"""

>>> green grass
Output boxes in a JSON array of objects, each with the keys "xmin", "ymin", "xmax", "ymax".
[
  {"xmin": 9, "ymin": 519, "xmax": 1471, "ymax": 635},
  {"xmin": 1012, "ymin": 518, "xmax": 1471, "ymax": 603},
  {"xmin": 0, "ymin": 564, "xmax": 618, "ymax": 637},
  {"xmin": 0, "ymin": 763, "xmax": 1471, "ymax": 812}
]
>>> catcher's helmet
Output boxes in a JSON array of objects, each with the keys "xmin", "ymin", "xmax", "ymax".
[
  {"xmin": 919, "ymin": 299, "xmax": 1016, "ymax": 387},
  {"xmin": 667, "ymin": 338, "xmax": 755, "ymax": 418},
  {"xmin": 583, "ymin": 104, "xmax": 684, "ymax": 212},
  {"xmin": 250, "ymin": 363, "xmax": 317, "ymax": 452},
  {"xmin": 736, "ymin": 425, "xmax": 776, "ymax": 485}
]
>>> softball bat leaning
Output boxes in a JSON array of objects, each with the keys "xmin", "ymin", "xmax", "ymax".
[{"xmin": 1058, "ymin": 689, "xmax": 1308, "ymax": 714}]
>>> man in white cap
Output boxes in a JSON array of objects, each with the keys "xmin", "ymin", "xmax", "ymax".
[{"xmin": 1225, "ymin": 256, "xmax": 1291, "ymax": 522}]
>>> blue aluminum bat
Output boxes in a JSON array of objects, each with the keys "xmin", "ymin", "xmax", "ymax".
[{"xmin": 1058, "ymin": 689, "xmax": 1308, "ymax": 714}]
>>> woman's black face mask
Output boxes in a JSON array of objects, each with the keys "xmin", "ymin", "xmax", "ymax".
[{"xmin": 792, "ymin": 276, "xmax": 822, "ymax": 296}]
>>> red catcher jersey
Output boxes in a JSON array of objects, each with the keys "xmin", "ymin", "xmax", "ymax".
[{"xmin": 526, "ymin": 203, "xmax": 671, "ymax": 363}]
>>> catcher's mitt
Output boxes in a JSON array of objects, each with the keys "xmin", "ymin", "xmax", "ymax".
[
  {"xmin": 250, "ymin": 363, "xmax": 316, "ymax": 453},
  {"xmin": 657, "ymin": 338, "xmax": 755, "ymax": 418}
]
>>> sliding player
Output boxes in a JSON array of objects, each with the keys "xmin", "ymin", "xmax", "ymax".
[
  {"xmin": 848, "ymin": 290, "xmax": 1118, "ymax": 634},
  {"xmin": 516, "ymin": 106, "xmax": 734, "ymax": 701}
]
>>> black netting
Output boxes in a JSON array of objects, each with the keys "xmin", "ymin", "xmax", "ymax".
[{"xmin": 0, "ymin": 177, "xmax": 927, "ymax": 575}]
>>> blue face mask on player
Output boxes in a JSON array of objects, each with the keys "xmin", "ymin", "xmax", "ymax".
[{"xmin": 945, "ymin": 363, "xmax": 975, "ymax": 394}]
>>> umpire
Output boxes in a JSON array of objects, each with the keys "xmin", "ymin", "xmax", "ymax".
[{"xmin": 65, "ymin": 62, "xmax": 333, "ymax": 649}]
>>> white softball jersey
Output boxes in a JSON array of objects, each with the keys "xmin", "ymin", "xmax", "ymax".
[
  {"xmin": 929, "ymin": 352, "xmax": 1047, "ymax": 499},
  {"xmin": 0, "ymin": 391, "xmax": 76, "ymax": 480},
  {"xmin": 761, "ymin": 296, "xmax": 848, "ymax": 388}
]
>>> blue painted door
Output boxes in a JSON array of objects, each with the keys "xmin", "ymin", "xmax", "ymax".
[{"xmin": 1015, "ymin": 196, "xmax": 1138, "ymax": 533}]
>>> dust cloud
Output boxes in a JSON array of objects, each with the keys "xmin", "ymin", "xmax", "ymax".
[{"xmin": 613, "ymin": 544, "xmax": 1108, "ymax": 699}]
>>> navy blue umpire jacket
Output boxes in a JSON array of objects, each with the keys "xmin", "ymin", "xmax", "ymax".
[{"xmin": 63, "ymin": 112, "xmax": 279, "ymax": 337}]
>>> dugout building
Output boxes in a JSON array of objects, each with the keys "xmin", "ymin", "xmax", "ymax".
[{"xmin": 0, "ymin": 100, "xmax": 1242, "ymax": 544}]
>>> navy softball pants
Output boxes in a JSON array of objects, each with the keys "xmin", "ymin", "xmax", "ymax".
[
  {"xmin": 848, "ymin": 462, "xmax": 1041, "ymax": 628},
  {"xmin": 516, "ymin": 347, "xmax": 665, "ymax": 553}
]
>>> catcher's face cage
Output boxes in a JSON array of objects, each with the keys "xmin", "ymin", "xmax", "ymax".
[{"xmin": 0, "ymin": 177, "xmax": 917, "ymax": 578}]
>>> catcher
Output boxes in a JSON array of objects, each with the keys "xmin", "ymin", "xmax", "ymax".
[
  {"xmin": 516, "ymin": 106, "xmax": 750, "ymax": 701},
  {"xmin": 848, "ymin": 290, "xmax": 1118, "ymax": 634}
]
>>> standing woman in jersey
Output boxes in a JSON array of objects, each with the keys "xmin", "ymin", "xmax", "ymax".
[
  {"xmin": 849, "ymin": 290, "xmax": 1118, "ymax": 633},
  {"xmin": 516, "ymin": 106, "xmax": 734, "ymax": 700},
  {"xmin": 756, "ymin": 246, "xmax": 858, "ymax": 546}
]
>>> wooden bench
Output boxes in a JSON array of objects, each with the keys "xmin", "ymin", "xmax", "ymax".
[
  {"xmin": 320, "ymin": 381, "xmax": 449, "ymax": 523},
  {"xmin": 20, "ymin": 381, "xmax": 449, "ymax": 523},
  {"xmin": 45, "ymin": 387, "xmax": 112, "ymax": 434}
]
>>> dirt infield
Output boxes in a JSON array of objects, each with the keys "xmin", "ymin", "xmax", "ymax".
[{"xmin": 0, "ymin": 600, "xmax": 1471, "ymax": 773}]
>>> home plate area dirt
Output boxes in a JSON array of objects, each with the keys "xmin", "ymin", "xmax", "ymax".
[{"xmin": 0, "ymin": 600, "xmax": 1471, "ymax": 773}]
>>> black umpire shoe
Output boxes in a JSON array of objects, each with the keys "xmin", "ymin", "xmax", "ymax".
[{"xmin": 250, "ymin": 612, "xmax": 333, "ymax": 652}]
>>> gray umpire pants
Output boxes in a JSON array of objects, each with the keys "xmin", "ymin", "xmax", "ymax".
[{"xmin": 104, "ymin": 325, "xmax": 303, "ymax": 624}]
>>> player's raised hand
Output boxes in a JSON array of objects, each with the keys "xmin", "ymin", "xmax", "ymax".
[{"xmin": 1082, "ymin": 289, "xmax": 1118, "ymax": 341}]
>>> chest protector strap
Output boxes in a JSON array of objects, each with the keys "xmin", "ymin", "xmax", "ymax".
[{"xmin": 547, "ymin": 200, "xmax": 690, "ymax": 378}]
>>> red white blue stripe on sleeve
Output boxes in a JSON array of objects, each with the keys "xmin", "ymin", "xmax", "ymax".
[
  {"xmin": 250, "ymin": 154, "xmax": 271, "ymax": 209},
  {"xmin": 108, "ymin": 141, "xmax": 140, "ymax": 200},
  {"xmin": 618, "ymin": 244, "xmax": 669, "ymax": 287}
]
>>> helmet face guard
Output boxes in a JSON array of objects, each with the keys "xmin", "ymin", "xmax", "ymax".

"""

Task:
Copy word for word the lines starting at the one that contains "helmet face guard" and ending at the end of the records.

Task output:
>>> helmet face guard
Output boxes in a JSON array of objects, each with the keys "xmin", "ymin", "xmax", "ymax".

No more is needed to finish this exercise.